— Start of SOURCE MATERIAL —
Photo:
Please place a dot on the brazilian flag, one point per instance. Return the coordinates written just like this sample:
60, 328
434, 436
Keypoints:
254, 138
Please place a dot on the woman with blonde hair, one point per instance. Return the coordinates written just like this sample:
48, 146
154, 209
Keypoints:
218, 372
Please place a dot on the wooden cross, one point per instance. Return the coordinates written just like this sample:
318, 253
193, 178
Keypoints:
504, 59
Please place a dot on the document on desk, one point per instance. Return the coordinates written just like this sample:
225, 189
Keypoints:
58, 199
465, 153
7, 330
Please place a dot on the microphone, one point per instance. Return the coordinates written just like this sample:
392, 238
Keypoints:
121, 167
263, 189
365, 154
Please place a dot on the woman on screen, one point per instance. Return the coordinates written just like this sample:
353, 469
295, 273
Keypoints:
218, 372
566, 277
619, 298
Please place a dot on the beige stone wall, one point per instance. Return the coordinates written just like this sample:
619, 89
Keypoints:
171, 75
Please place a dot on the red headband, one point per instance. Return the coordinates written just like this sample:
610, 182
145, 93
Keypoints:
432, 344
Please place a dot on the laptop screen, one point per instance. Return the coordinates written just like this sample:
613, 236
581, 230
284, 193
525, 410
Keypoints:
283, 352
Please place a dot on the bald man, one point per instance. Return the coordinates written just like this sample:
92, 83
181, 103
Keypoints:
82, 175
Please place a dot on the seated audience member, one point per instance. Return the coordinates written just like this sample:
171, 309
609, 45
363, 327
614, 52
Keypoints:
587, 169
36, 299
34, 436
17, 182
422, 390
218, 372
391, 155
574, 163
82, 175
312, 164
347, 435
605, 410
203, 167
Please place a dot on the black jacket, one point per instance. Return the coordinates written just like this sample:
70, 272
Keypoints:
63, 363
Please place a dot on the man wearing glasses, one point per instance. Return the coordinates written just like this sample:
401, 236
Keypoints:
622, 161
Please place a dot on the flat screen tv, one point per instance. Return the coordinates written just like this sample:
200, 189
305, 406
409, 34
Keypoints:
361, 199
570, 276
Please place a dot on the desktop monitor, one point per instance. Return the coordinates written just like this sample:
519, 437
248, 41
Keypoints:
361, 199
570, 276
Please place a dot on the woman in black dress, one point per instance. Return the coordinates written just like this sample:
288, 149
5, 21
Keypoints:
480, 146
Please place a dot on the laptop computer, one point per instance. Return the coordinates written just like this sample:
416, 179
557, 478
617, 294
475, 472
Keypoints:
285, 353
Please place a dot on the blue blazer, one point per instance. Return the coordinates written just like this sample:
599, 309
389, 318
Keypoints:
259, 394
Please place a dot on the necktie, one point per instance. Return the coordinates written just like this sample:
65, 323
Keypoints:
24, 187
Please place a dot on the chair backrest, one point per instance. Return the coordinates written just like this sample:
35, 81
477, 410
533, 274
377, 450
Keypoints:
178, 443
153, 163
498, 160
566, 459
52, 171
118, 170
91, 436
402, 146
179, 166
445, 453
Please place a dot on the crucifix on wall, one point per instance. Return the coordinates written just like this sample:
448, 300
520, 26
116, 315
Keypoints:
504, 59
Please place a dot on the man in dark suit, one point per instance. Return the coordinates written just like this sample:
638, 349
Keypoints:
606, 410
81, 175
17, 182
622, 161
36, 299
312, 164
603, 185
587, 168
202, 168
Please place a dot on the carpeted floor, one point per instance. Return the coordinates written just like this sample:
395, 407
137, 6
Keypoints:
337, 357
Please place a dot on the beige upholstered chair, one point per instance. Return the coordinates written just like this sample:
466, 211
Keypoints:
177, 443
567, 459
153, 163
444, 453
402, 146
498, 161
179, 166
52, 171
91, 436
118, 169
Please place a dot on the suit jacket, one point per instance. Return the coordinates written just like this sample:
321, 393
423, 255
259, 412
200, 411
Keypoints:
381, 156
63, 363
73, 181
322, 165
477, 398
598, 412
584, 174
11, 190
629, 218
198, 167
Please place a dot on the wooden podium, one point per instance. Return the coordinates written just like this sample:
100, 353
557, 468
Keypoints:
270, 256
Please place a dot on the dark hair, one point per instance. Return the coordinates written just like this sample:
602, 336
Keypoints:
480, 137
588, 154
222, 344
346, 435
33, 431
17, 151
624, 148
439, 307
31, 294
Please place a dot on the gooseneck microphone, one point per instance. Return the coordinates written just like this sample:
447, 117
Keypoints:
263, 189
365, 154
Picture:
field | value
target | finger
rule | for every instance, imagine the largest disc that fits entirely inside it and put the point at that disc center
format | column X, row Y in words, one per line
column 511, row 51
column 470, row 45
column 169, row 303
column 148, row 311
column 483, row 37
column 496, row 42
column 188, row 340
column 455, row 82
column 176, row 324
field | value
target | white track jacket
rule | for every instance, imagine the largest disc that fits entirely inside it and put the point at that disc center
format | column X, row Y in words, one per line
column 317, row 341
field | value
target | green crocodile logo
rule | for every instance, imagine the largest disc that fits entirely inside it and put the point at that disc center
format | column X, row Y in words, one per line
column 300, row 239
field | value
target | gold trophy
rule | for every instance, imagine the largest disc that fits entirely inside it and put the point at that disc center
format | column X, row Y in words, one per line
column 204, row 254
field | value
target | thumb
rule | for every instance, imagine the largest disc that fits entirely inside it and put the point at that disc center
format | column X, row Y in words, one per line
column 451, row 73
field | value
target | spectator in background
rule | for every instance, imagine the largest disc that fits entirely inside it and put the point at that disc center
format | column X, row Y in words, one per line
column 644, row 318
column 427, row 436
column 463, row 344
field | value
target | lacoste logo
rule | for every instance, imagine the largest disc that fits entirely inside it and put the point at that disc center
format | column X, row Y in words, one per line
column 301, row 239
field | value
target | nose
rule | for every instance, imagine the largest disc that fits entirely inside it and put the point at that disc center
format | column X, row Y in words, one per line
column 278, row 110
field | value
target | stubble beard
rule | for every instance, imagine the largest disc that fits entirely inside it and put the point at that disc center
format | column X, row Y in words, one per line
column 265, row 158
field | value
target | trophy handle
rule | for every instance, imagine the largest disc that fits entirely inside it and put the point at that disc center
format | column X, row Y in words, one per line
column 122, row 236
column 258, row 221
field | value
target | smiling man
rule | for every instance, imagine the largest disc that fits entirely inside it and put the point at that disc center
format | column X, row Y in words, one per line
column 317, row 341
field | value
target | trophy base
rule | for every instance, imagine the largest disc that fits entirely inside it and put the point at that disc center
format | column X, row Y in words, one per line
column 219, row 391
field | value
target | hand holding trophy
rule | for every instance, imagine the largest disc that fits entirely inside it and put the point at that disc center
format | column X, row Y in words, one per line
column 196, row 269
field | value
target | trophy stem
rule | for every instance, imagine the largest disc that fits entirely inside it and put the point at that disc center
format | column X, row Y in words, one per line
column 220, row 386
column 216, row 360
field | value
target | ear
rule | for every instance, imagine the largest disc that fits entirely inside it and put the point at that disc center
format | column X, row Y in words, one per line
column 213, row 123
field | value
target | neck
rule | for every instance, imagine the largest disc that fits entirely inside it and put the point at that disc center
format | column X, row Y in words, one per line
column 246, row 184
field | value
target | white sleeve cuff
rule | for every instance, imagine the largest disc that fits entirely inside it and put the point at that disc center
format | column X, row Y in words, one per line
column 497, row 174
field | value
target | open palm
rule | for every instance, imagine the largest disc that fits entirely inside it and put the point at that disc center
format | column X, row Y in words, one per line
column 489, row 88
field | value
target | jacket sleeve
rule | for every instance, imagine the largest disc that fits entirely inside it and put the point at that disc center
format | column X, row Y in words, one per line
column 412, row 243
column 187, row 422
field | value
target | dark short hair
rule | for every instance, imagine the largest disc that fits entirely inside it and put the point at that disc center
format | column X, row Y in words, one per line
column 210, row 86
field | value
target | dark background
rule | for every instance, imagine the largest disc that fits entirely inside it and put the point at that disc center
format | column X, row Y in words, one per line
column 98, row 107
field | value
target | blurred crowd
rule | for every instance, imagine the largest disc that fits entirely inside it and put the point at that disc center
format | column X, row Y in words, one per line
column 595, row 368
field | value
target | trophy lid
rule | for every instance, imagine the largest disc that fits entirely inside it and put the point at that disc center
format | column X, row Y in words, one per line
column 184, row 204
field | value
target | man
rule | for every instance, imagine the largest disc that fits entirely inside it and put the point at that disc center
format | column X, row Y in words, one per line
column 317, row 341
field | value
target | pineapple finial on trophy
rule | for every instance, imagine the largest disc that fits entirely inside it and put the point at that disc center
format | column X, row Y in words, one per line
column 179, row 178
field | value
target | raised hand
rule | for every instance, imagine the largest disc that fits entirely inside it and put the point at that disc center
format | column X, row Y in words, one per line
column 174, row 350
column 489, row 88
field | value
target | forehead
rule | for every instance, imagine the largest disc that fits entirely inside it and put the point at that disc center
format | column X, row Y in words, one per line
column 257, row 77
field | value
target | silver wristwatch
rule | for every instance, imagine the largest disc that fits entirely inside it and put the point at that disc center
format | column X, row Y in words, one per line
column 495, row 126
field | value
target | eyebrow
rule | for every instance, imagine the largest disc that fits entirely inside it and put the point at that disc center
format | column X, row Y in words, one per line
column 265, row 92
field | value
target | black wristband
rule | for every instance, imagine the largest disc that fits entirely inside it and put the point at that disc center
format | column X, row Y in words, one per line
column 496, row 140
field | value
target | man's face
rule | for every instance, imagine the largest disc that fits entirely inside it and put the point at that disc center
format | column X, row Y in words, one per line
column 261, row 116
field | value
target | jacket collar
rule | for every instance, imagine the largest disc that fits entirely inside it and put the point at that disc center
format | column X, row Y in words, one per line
— End of SOURCE MATERIAL —
#### GOAL OF THE EXERCISE
Extract every line of the listing that contains the word "wall", treating uppercase and lowercase as different.

#### IN RESPONSE
Please place a dot on the beige stone wall, one point per instance. Return the coordinates written just like this sample:
Please place a dot on the crucifix on wall, one point per instance. Return the coordinates written just like this sample:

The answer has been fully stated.